TRECHO DO TEXTO

+ + +

Para a população do estado, não é o brado solitário do imperador que representa a libertação. O que demarca a independência, aquela que foi conquistada e não proclamada, é o ato incendiário de Maria Felipa, o sacrifício de Joana Angélica e a coragem de Maria Quitéria, junto aos nativos da região. Sendo assim, nada mais justo do que essa organização popular ter como símbolos, nomes femininos. Para as Marias e Joana - e para tantas outras que estiveram na linha de frente do movimento – o lugar da mulher era onde ela quisesse estar, mostrando que seus protagonismos e, os das suas anteriores, sempre estiveram presentes na história desse país.
"Quando nos debruçamos sobre os estudos desenvolvidos acerca da participação feminina no processo civilizatório, fica evidente que as mulheres nunca estiveram ausentes da história. No caso específico do Brasil, há inscrita a trajetória de mulheres em lutas revolucionárias em seus mais diversos campos, seja na conquista da independência do país, nas diversas lutas que ocorreram para o fim da escravidão, na luta pelo direito ao voto, em conquistas na área da saúde, da educação, habitação, entre outras. Ou seja, desde o campo às cidades, as mulheres participaram da construção do projeto de nação brasileira. De modo que quando falamos em protagonismo feminino na história do Brasil não há que se reservar o olhar apenas às lutas por igualdade de gênero, mas na construção do país e na consolidação do Estado Democrático de Direito", afirma a cientista social Elãine Dias.

+ + +

DADOS APRESENTADOS
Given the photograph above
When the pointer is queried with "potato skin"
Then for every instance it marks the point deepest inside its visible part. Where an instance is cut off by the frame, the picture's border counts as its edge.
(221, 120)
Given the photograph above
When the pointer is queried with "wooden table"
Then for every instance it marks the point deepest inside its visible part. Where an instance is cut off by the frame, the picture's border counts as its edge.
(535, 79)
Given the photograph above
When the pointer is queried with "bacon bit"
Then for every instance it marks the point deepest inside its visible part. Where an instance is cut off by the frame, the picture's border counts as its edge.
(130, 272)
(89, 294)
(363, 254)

+ + +

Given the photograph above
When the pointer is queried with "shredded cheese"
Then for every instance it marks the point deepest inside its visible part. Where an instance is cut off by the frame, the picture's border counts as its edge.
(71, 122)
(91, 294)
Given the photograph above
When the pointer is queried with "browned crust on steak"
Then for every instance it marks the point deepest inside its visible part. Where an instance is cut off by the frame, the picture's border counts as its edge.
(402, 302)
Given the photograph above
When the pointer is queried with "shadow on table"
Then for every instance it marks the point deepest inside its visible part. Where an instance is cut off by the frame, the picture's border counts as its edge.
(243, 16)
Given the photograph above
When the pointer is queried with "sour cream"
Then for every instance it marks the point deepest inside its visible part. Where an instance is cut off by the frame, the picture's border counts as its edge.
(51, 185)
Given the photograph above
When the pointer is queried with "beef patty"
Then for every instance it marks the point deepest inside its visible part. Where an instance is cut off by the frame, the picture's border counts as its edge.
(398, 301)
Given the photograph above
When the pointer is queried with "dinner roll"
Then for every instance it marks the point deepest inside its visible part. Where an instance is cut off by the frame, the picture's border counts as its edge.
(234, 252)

+ + +

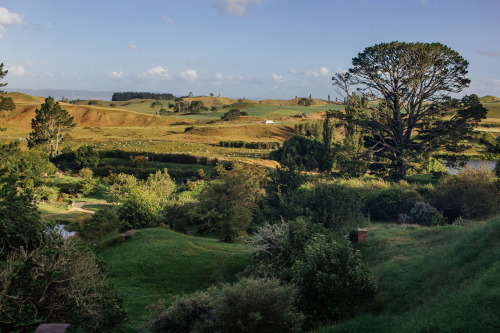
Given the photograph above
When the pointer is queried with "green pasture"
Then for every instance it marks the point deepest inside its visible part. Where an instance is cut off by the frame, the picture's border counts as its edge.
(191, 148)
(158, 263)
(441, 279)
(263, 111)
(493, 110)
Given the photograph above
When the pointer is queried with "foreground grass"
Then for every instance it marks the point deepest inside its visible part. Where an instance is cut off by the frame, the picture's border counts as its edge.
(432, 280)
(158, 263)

+ + +

EXERCÍCIOS
1. Diga se cada afirmação abaixo está de acordo com o texto sobre as mulheres na independência. Responda sim ou não e cite as palavras do texto que decidem a questão. (a) A independência foi proclamada, e não conquistada. (b) Elãine Dias afirma que as mulheres nunca estiveram ausentes da história. (c) Para a população do estado, o brado do imperador é o que representa a libertação.
2. Continue o texto sobre as mulheres na independência a partir da última frase apresentada.

RESPOSTAS
1.
(a) Não: "aquela que foi conquistada e não proclamada".
(b) Sim: "fica evidente que as mulheres nunca estiveram ausentes da história".
(c) Não: "não é o brado solitário do imperador que representa a libertação".

2.
Assim como tantas outras figuras femininas que sempre lutaram pelo país, e que são estudadas por pesquisadores e pela historiografia, as heroínas da independência também resistiram às ordens impostas que iam de encontro a direitos básicos da população. Elas estavam dispostas a interromperem as engrenagens da exclusão – material e simbólica – promovidas pelo autoritarismo da época contra o povo brasileiro, pois os instrumentos usados por Portugal controlavam e perseguiam aqueles que insistiam nas lutas por autonomia, justiça e inclusão social. Infelizmente, mesmo com estudos que investigam os processos emancipatórios, a história nacional ainda é contada para cada geração através de pequenos recortes de uma narrativa única. É uma obra política tecida pelos detentores do poder para forjar um sentido do que o povo brasileiro é enquanto nação, através da invenção e da seleção de símbolos pátrios. Enquanto eleva as imagens de colonizadores e pessoas brancas da elite social, provoca o apagamento da trajetória e da contribuição de indígenas, negros e mulheres, na identidade do país. Sendo assim, mesmo depois de 200 anos anos, as lutas de Maria Felipa, Maria Quitéria e Joana Angélica, continuam sendo esquecidas nas salas de aula das escolas do Brasil.
"A história oficial foi construída e difundida principalmente por homens brancos, letrados, escritores, que se valeram do poder simbólico de narrar seus feitos como grandes e triunfais", pontua Elãine. "Para se fazer uma análise razoável sobre o processo de invisibilização da participação de determinados grupos na história oficial, é imprescindível compreendermos que a sociedade se estruturou a partir de uma base colonial, escravocrata e patriarcal. Essa estrutura consegue adentrar todas as instituições sociais e reforçar as posições tanto de domínio quanto de subalternização, a fim de manter o status quo dos sujeitos, a partir de padrões de discriminações e preconceitos de várias ordens, a exemplo de raça e gênero, que, portanto, imporão barreiras que limitam o acesso de grupos como mulheres, negros e indígenas a espaços de poder, de acesso a direitos e de participação política", analisa a estudiosa.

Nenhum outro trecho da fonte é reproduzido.